▸ **Raw records**:
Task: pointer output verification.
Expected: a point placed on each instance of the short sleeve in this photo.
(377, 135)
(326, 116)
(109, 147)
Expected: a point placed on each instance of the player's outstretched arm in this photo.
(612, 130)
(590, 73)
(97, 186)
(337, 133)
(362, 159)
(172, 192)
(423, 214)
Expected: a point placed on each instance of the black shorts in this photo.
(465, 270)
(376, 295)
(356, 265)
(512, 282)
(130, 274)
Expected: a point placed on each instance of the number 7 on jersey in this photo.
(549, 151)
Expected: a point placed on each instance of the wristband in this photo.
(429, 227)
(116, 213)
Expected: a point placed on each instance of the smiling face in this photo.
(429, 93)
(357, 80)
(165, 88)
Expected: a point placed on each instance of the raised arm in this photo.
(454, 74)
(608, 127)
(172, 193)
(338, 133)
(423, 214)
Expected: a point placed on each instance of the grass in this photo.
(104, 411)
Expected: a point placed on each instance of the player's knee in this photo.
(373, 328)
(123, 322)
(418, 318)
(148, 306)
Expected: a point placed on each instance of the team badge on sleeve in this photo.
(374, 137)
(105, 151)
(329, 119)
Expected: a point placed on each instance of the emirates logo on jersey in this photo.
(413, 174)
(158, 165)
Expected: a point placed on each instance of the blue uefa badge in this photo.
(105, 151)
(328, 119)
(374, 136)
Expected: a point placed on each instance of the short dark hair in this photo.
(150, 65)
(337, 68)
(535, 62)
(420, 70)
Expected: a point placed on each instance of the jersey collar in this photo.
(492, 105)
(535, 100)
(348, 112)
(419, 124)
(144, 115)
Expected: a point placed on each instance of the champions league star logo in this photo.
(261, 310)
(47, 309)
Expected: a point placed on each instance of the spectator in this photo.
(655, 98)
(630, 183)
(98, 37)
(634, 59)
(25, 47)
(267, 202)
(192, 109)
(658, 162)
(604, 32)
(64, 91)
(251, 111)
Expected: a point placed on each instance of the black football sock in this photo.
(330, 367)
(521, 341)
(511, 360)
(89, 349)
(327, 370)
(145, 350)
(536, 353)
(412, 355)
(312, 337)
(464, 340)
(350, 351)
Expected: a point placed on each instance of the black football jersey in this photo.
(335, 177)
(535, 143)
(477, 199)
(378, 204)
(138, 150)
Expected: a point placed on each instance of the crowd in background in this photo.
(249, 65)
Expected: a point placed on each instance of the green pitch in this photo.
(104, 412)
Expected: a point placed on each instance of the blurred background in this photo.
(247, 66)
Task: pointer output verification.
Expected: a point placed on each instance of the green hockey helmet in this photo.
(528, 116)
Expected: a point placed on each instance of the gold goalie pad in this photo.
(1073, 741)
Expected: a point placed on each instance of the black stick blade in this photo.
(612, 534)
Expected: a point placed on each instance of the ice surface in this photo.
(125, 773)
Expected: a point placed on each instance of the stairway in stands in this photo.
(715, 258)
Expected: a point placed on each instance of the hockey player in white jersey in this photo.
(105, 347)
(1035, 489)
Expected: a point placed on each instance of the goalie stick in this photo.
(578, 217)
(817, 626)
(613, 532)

▸ **Directions for this task**:
Print every line of the items above verbatim, from the first line to the last, changing nothing.

▸ **Response to the task**:
Task: pointer output verification.
Expected: a point placed on each instance of the short sleeve in this photo.
(377, 135)
(326, 116)
(109, 147)
Expected: a point placed on each instance of the player's outstretched arm in this photo.
(612, 130)
(590, 73)
(97, 186)
(337, 133)
(362, 159)
(172, 192)
(423, 214)
Expected: a point placed on each instance of the black shorts in this photo.
(465, 270)
(376, 295)
(356, 265)
(512, 282)
(130, 274)
Expected: a point placed on each instance of the number 7 on jersey in this photo.
(549, 151)
Expected: a point placed on each instance of the wristband in this photo.
(429, 227)
(116, 213)
Expected: a point placed on each instance of the smiling face in this photo.
(429, 93)
(357, 80)
(165, 88)
Expected: a point placed on each instance of the raised arm in this photo.
(454, 74)
(608, 127)
(172, 193)
(338, 133)
(423, 214)
Expected: a point placed on each instance of the grass in this photo.
(104, 411)
Expected: a point placed on each instance of the player's knee in this photo.
(373, 328)
(123, 322)
(418, 318)
(148, 306)
Expected: a point placed on each instance of the team badge on sleeve in this photo.
(374, 137)
(105, 151)
(329, 119)
Expected: a point placed on each instance of the emirates logo on jersey in this photo.
(413, 174)
(158, 165)
Expected: a point placed on each instance of the blue uefa badge in this photo.
(105, 151)
(328, 119)
(374, 136)
Expected: a point placed on each instance of the short dark hair in this photo.
(150, 65)
(337, 68)
(535, 62)
(420, 70)
Expected: a point placed on each instance of the jersey collar in this photo.
(492, 105)
(535, 100)
(348, 112)
(419, 124)
(144, 115)
Expected: a point placed on each instance of the champions league star logo in this photo.
(261, 310)
(47, 309)
Expected: a point placed on each instance of the spectator in this photo.
(655, 98)
(630, 183)
(98, 37)
(634, 59)
(25, 47)
(267, 202)
(192, 109)
(658, 162)
(604, 32)
(64, 91)
(251, 111)
Expected: a point placed on each instance of the black football sock in this photo.
(330, 367)
(521, 341)
(511, 360)
(89, 349)
(327, 370)
(145, 350)
(536, 353)
(412, 355)
(312, 337)
(464, 340)
(350, 351)
Expected: a point placed on each instance of the black football jersey in this photo.
(335, 177)
(535, 143)
(477, 199)
(378, 204)
(138, 150)
Expected: a point placed on each instance of the crowd in background in this photo.
(249, 65)
Expected: a point placed on each instance of the green pitch in this photo.
(104, 412)
Expected: a point placed on each instance of the blurred background in this photo.
(247, 66)
Task: pointer output verification.
Expected: a point placed on each instance of the green hockey helmet in this photo.
(528, 116)
Expected: a point placed on each instance of the gold goalie pad in this photo.
(1073, 741)
Expected: a point placed on each instance of the black stick blade in this photo.
(612, 534)
Expected: a point placed on each instance of the ice surface in this photo.
(125, 773)
Expected: a point placed on each instance of the stairway in stands in this photo.
(715, 258)
Expected: a point placed on each instance of the hockey player in white jersey in this photo.
(105, 347)
(1035, 489)
Expected: a point placed on each instance of the goalie stick in this photo.
(578, 217)
(817, 626)
(613, 532)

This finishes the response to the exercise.